───── TRECHO FORNECIDO
O ano
era lá pelos 1999, 2000. Eu era um jovem de pouco mais de 20 anos, que
abandonara há pouco a vivência diária dos fliperamas e trabalhava como cobrador
de ônibus. Nos momentos de folga, curtia muito bem meu PS1 com seus mais de 100
jogos, uma bela coleção naqueles tempos alucinados dos CDs a "3 por 10
reais", que eram comuns nos camelôs. Sim, eu era feliz!
Minha
vidinha ia tranquila até que num belo dia um certo colega, Rodrigo
"Periquito", com quem eu não tinha assim muito contato ou intimidade,
mas pertencente a um "clã" de grandes jogadores/aficionados do
bairro em que eu morava, me aparece no portão. "Ôôôô Saaammmiiis".
Por sorte eu estava em casa, e lá fui atender o rapaz, que era uns três anos
mais jovem do que eu. Estranhei, pois ele estava sozinho e não tinha assim
tanta amizade comigo, tínhamos mais eram amigos em comum.
──────────
───── INFORMAÇÕES EXTRAÍDAS
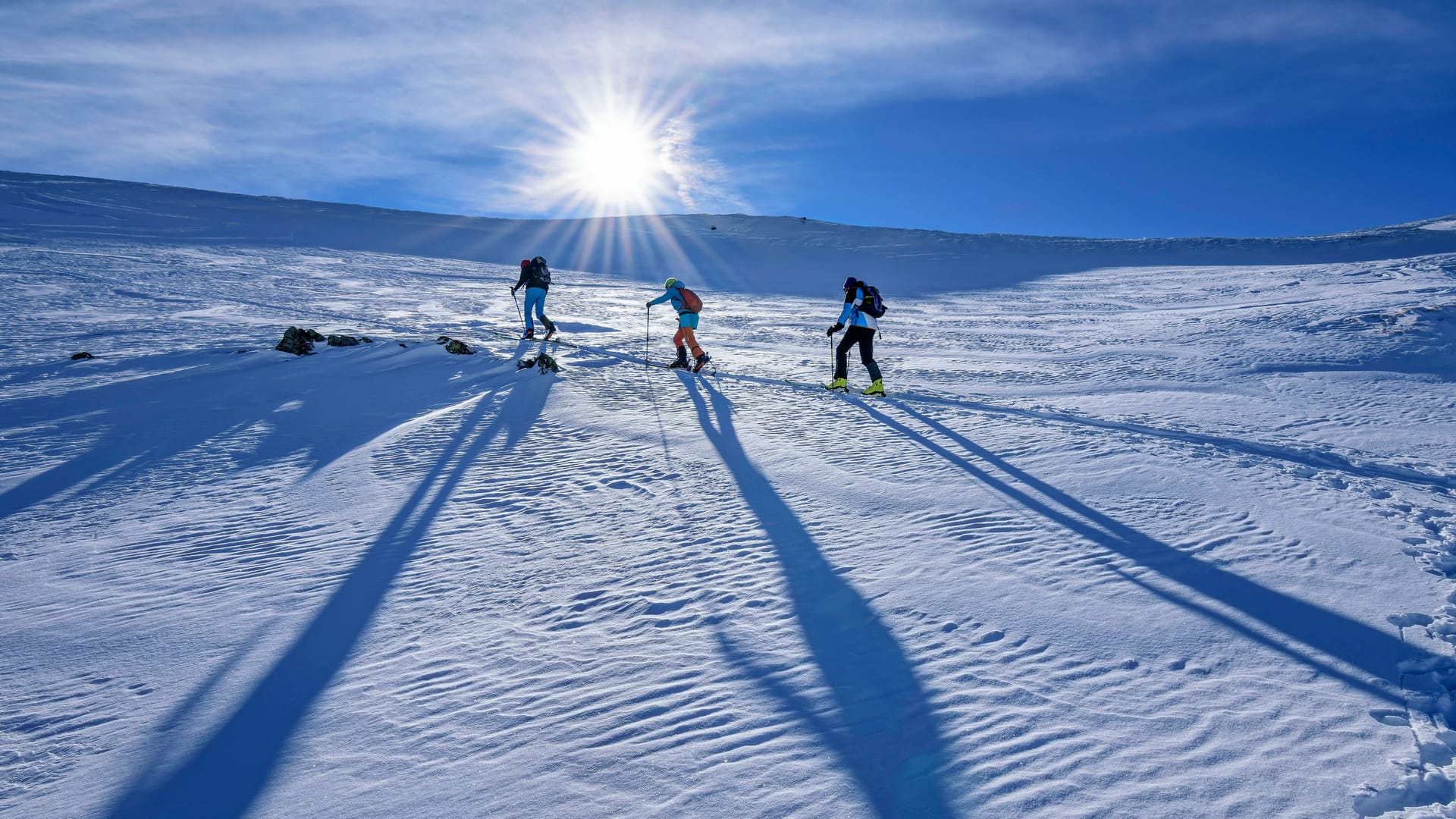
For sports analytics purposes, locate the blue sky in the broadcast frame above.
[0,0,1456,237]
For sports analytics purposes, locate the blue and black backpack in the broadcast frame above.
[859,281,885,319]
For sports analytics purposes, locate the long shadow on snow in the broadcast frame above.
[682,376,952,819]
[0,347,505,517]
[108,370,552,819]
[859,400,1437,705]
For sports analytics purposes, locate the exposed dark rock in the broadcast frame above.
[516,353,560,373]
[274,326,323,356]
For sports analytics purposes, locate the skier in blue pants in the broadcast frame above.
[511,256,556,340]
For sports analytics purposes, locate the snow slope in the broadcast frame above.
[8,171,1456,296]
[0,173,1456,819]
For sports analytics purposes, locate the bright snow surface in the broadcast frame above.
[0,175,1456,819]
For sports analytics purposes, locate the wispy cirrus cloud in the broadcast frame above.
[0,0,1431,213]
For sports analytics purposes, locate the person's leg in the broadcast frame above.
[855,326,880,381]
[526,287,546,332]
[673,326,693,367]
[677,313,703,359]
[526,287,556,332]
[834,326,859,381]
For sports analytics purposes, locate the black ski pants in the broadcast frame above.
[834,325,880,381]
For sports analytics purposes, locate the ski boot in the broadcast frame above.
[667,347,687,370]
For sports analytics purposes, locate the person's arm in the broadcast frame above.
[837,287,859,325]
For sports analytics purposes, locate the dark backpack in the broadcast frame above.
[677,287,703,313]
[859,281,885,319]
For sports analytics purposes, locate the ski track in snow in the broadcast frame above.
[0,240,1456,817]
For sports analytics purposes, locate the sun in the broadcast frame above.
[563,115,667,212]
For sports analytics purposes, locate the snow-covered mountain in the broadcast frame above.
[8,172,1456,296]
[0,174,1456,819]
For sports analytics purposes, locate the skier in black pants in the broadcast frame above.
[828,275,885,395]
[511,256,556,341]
──────────
#### [INSTRUÇÕES DO EXERCÍCIO]
[A] Extraia do relato sobre os tempos do PS1 o trecho que se inicia nas palavras "Por sorte eu" e termina logo após "amigos em comum.", sem qualquer alteração.
[B] Dê continuidade ao relato sobre os tempos do PS1 a partir da última frase apresentada.

#### [RESPOSTAS]
[A]
Por sorte eu estava em casa, e lá fui atender o rapaz, que era uns três anos
mais jovem do que eu. Estranhei, pois ele estava sozinho e não tinha assim
tanta amizade comigo, tínhamos mais eram amigos em comum.

[B]
Após
os cumprimentos de praxe, ele me relatou sua triste história. O garoto, como
disse um dos grandes gamers aficionados do bairro - eu, nessa época
desacelerando, já não chegava à altura deles, mais preocupado que estava com
trabalho, literatura e namoro - comprara, assim que fora lançado, um Dreamcast,
o fabuloso lançamento da Sega que, após o ótimo mas conturbado Saturno, agora
sim vinha com tudo sobre a concorrência. Tornara-se, assim, o primeiríssimo do
bairro a possuir aquela Ferrari das joganças, fato que fizera crescer sua honra
e respeito entre a "nossa" guilda de jogadores. De reles retardatário,
Rodrigo fora alçado ao topo do ranking local, ao lado de Diego, o único
possuidor - em quilômetros - de um Neo Geo AES. O videogame custara uma grana
firme, firmíssima (para você ter uma ideia, corrigindo seu valor da época para
números atuais, o console custava mais de R$ 3.000,00). E Periquito ainda
fizera questão de adquirir a cereja para encimar aquele bolo, o revolucionário
VMU, o memory card com tela LCD e minigames, o que encarecera
as prestações.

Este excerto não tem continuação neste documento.